WHAT YOU WILL DO: The records that follow need to be output exactly as they are.

EXTRACTED DATA:
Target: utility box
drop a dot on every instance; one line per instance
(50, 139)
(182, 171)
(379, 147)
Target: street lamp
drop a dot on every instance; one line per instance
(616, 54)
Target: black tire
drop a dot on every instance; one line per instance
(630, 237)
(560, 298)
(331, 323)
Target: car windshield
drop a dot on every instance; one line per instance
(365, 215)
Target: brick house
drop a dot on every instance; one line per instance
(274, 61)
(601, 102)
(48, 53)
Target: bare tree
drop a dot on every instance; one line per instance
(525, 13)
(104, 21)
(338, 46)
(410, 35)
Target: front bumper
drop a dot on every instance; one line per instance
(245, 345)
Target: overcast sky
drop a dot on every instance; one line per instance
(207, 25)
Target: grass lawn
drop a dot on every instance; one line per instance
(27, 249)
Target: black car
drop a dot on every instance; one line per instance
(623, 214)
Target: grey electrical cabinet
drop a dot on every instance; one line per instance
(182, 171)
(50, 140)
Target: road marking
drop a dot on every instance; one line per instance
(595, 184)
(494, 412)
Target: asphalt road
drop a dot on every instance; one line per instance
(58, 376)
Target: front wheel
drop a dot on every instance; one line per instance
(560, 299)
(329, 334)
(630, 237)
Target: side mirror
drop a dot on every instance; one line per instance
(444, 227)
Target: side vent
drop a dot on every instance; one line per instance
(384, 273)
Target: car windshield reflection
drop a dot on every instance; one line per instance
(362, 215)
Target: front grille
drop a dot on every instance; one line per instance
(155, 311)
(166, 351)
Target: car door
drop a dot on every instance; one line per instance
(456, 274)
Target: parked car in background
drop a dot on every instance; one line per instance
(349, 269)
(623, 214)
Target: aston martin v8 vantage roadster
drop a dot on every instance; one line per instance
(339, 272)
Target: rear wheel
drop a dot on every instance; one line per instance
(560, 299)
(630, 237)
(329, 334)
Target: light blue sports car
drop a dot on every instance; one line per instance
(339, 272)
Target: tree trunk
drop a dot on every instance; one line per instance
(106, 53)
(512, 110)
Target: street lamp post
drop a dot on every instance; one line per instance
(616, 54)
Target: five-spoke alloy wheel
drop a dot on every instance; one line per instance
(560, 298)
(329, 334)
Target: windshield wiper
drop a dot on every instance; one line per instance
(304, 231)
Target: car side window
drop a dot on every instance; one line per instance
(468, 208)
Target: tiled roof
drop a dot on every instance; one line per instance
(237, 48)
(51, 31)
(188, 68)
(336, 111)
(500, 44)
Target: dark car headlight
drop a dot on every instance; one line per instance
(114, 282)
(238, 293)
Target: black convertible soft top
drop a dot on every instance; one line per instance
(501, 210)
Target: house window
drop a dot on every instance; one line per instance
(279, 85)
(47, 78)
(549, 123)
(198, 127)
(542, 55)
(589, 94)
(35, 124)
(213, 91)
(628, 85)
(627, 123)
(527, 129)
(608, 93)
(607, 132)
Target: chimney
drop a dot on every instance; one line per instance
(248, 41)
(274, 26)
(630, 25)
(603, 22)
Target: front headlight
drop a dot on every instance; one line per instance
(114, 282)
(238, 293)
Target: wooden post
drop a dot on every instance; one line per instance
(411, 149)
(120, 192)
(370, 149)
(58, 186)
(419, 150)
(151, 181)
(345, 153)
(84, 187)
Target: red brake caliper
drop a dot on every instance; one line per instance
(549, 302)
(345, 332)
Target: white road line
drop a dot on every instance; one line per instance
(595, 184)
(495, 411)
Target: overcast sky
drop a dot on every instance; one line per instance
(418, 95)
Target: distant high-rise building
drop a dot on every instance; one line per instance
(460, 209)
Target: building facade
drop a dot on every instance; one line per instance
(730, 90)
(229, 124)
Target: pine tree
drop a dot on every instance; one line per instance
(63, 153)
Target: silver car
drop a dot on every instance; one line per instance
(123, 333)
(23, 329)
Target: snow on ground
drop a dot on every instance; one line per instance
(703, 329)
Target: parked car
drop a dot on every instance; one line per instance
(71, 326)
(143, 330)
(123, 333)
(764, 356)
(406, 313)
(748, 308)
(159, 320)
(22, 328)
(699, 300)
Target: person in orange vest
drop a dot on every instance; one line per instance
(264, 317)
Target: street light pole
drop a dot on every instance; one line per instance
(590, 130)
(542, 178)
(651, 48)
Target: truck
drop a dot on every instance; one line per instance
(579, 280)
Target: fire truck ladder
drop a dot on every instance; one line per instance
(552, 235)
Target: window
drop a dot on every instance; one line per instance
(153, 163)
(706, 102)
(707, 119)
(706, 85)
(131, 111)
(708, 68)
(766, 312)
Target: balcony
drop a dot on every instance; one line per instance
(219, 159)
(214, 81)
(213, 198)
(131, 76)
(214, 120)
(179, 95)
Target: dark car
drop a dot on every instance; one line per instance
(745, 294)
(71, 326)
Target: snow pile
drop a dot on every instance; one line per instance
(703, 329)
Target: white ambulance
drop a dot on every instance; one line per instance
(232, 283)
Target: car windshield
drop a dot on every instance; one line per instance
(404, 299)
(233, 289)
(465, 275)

ANSWER TO THE EXERCISE:
Target: utility box
drop a dot on every instance; one line per instance
(50, 139)
(182, 171)
(379, 147)
Target: street lamp
drop a dot on every instance; one line per instance
(616, 54)
Target: black tire
drop a dot on every instance; one line per instance
(630, 237)
(560, 298)
(331, 323)
Target: car windshield
drop a dot on every instance; one line per instance
(365, 215)
Target: brick house
drop a dot on every instance; one line per instance
(274, 61)
(601, 102)
(48, 53)
Target: bare tree
drop a dot on every instance; one line per instance
(525, 13)
(104, 21)
(338, 46)
(410, 35)
Target: front bumper
drop a dot on every instance; one line per instance
(245, 345)
Target: overcast sky
drop a dot on every instance; one line per instance
(207, 25)
Target: grass lawn
drop a dot on every instance; one line per instance
(27, 249)
Target: black car
drop a dot on every instance; one line per instance
(623, 214)
Target: grey electrical cabinet
drop a dot on every instance; one line per instance
(182, 171)
(50, 140)
Target: road marking
drop a dot on every instance; one line per instance
(595, 184)
(494, 412)
Target: asphalt road
drop a dot on every instance; one line per instance
(58, 376)
Target: front wheel
drop a dot on every instance; one line per instance
(560, 299)
(329, 334)
(630, 237)
Target: side mirror
drop a dot on every instance; one line per instance
(444, 227)
Target: side vent
drop a dot on every instance; one line per instance
(384, 273)
Target: car windshield reflection
drop a dot on every instance; one line per instance
(362, 215)
Target: front grille
drop a dot on every instance; one line per instance
(155, 311)
(166, 351)
Target: car door
drop a dot on every instance; one line per instance
(456, 274)
Target: parked car in background
drop a dot on every instance; one line per instance
(349, 269)
(623, 214)
Target: aston martin v8 vantage roadster
drop a dot on every instance; one line per instance
(339, 272)
Target: rear wheel
drop a dot on every instance; one line per instance
(560, 299)
(630, 237)
(329, 334)
Target: light blue sports car
drop a dot on every instance; one line per instance
(339, 272)
Target: tree trunk
drop a dot on every instance; one line per instance
(106, 53)
(512, 110)
Target: street lamp post
drop a dot on every instance; one line per instance
(616, 54)
Target: five-spoke alloy wheel
drop a dot on every instance; one line per instance
(560, 298)
(329, 334)
Target: windshield wiper
drop a dot on every instance; one line per instance
(304, 231)
Target: car side window
drop a dot on every instance; one line per instance
(468, 208)
Target: tiled roof
drop a dot on every instance; one line per instance
(237, 48)
(51, 31)
(188, 68)
(336, 111)
(500, 44)
Target: dark car headlight
drop a dot on every instance; one line per instance
(114, 282)
(238, 293)
Target: black convertible soft top
drop a dot on every instance; one line per instance
(501, 210)
Target: house window
drop a dot on every instance; one line per instance
(279, 85)
(47, 78)
(549, 123)
(198, 127)
(542, 55)
(589, 94)
(35, 124)
(213, 91)
(628, 85)
(627, 123)
(527, 129)
(608, 93)
(607, 132)
Target: chimney
drop a dot on every instance; one line per instance
(248, 41)
(274, 26)
(630, 25)
(603, 22)
Target: front headlight
drop a dot on every instance; one line per instance
(114, 282)
(238, 293)
Target: wooden post
drop a dot on every instance; one line per instance
(411, 149)
(120, 192)
(370, 149)
(58, 186)
(419, 150)
(151, 181)
(345, 153)
(84, 187)
Target: red brake caliper
drop a dot on every instance; one line per instance
(549, 302)
(345, 332)
Target: white road line
drop a dot on every instance; one line per instance
(595, 184)
(495, 411)
Target: overcast sky
drop a dot on every instance; one line per instance
(418, 95)
Target: distant high-rise building
drop a dot on every instance; one line per instance
(460, 209)
Target: building facade
drop a dot on every instance; one line per instance
(730, 90)
(229, 124)
Target: pine tree
drop a dot on every instance; one line per instance
(63, 153)
Target: silver car
drop a dot on every instance; one line per instance
(123, 333)
(23, 329)
Target: snow on ground
drop a dot on every instance; one line per instance
(703, 329)
Target: parked car
drop a dot on every instance; one line per instance
(71, 326)
(143, 330)
(123, 333)
(764, 356)
(406, 313)
(748, 308)
(159, 320)
(22, 328)
(699, 300)
Target: person in orange vest
drop a dot on every instance; one line per instance
(264, 317)
Target: street light pole
drop a dot on every instance; one line per instance
(590, 130)
(542, 178)
(651, 48)
Target: truck
drop a dot on every instance; one line per instance
(579, 280)
Target: fire truck ladder
drop a dot on every instance; one line per instance
(552, 235)
Target: window
drop a dot on every instance; one line per instance
(153, 163)
(706, 102)
(707, 119)
(706, 85)
(131, 111)
(708, 68)
(766, 312)
Target: balcony
drop a dot on every instance; one line per instance
(219, 159)
(214, 81)
(213, 198)
(131, 76)
(214, 120)
(179, 95)
Target: dark car
drop a dot on every instance; one line per instance
(745, 294)
(71, 326)
Target: snow pile
drop a dot on every instance; one line per instance
(703, 329)
Target: white ambulance
drop a dot on every instance; one line per instance
(232, 283)
Target: car windshield
drop a dot on every instance; one line per instance
(404, 299)
(233, 289)
(465, 275)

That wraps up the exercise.